> _Given instruction a_: Copy the records from their first line down to the line containing "(1227, 329)", keeping the requests unchanged. Multiply every coordinate in the answers by 2.25, rounding to whole numbers with halves rounded up.

> _Source passage_:
▼
Microsoft Kills Expression Suite — And Makes It Free, For Now
mikejuk writes "Microsoft has announced that the Expression suite of design tools is no more. It has been removed from sale immediately and it has been placed on a maintenance only status until it reaches its end of life. Expression was Microsoft's offering for designers and competed directly with Adobe products. You can now download the components of Expression — Design 4, Web 4 and Encoder 4 — for free but you can't buy them. Of course, knowing that you are using 'doomed' products, even for free, takes some of the icing off the cake. The central component of the suite the UI designer Blend is to be integrated with Visual Studio 2012 probably along with Update 2. It looks as if Microsoft is giving up on trying to get designers to use its tools."
They should just open source it
It's a shame.
But Blend is the secret-ish weapon. However anyone who's used Blend extensively for WP and Win8 dev on large projects, while it has it's short comings, it rocks. We're seeing our WP and Win8 projects delivered considerably cheaper than our other platforms, prototype designs built as apps, not on paper, allowing us to prototype during the design phase.
that Microsoft even had a design suite. I guess that shows how successful it was.
▲
> _Given instruction b_: In the story about the Expression suite, which three components can now be downloaded for free?

> _Object position labeling entries_:
▼
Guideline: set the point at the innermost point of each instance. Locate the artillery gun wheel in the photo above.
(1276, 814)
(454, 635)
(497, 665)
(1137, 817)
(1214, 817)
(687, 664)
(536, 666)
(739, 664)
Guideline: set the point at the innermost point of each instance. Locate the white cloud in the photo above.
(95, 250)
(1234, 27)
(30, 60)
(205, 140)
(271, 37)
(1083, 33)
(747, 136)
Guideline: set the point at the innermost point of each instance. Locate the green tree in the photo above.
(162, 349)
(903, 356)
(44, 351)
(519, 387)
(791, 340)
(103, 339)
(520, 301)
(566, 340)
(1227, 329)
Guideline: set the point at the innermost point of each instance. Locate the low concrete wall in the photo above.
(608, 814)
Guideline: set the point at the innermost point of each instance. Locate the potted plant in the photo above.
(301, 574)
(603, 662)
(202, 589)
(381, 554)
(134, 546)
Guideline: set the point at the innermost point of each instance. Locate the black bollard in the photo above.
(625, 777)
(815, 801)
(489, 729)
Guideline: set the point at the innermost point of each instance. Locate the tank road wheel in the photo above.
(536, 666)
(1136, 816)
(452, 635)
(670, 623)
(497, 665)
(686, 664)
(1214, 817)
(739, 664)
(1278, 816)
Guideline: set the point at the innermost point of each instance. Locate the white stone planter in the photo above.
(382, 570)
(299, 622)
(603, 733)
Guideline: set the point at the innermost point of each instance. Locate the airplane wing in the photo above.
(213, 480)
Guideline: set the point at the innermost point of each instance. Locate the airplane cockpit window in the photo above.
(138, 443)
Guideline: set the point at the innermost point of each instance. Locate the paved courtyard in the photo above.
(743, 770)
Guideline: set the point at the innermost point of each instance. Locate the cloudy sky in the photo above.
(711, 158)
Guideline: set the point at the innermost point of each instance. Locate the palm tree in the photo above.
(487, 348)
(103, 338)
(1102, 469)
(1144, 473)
▲
> _Result a_:
Guideline: set the point at the innermost point of each instance. Locate the artillery gun wheel in the photo above.
(2871, 1832)
(1022, 1429)
(1118, 1496)
(2558, 1838)
(2732, 1838)
(1546, 1494)
(1206, 1499)
(1663, 1494)
Guideline: set the point at the innermost point of each instance. Locate the white cloud in the photo above.
(214, 563)
(2777, 61)
(68, 135)
(461, 315)
(610, 83)
(2437, 74)
(1681, 306)
Guideline: set the point at the innermost point of each instance. Locate the green tree in the photo above.
(365, 785)
(2032, 801)
(99, 790)
(1168, 871)
(1780, 765)
(232, 763)
(1170, 677)
(1274, 765)
(2761, 740)

> _Result b_: Design 4, Web 4 and Encoder 4.